* Texto proporcionado *
▽

Esto era la base del derecho federal al aborto: una sentencia. El legislador federal nunca aprovechó esta doctrina para regular este derecho y darle unas bases más fuertes. Y así, pasa lo que pasa, que lo que un Tribunal Supremo se inventó otro se lo puede desinventar. La doctrina establecida la semana pasada dice, de forma muy resumida, que la norma del debido proceso se ha usado para reconocer derechos que no existen en la Constitución, pero «cualquier derecho de este tipo debe estar profundamente arraigado en la historia y tradición de esta nación e implícito en el concepto de libertad ordenada». El aborto no lo está y Roe v. Wade estuvo equivocada desde el principio. Lo que significa «arraigo profundo en la historia de la nación» no queda claro, pero uno de los jueces ya ha firmado una opinión concurrente en la que pide cargarse otros derechos que tenían el mismo fundamento, como la anticoncepción, la libertad sexual o el matrimonio igualitario.

△

* Consigna 1 *
Calcula cuántas líneas del listado contienen la cadena "sketched" y da solo el número.
El texto y el listado son materiales independientes entre sí.

* Entradas *
▽

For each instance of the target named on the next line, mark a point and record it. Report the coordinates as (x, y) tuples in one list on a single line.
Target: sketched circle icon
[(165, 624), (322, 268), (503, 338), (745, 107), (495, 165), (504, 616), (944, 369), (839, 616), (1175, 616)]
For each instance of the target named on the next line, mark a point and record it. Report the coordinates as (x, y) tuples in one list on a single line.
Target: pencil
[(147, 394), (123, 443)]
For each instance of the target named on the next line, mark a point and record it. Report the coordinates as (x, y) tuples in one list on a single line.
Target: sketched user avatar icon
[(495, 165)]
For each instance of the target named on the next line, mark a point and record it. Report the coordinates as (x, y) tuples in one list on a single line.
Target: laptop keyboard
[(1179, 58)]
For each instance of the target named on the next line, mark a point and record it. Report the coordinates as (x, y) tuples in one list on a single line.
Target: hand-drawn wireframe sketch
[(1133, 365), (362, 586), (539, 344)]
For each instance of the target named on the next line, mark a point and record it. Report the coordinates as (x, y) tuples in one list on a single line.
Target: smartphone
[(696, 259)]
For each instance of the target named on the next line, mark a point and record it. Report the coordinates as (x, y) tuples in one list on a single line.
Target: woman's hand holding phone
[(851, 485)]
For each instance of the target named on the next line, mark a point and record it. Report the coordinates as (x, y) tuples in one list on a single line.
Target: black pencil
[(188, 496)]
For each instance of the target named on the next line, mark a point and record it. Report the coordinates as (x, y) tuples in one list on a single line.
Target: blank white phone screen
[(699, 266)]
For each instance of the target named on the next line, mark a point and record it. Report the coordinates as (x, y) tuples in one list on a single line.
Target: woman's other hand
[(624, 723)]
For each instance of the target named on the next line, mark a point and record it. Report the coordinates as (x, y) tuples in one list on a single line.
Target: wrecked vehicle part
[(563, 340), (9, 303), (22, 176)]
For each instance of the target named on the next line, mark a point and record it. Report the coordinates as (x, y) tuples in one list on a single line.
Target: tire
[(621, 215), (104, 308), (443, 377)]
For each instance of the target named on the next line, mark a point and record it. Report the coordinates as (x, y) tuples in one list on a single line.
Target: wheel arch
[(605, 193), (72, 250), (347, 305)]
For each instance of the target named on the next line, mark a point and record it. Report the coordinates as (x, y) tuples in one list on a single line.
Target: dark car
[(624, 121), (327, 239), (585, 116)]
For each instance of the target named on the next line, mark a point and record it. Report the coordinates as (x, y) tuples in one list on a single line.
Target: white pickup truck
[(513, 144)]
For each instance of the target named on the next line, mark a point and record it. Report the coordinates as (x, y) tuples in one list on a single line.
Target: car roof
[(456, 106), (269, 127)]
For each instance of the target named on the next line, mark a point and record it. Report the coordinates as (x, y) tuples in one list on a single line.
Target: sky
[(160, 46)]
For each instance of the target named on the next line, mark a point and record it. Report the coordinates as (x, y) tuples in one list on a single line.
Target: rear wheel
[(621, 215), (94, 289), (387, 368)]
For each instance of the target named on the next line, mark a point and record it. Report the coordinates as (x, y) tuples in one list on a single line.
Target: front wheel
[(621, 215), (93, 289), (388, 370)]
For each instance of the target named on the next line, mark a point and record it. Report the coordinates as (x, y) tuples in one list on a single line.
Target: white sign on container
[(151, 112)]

△

* Consigna 2 *
¿Concuerdan con el texto proporcionado estas afirmaciones? Responde sí o no a cada una y cita literalmente las palabras del texto que lo deciden. (a) El legislador federal reguló el derecho al aborto para darle bases más fuertes. (b) Según la doctrina de la semana pasada, Roe v. Wade estuvo equivocada desde el principio. (c) Uno de los jueces pide eliminar otros derechos con el mismo fundamento, como la anticoncepción.

* Respuesta completa 1 *
2

* Respuesta completa 2 *
(a) No: «El legislador federal nunca aprovechó esta doctrina para regular este derecho y darle unas bases más fuertes.»
(b) Sí: «El aborto no lo está y Roe v. Wade estuvo equivocada desde el principio.»
(c) Sí: «pide cargarse otros derechos que tenían el mismo fundamento, como la anticoncepción, la libertad sexual o el matrimonio igualitario.»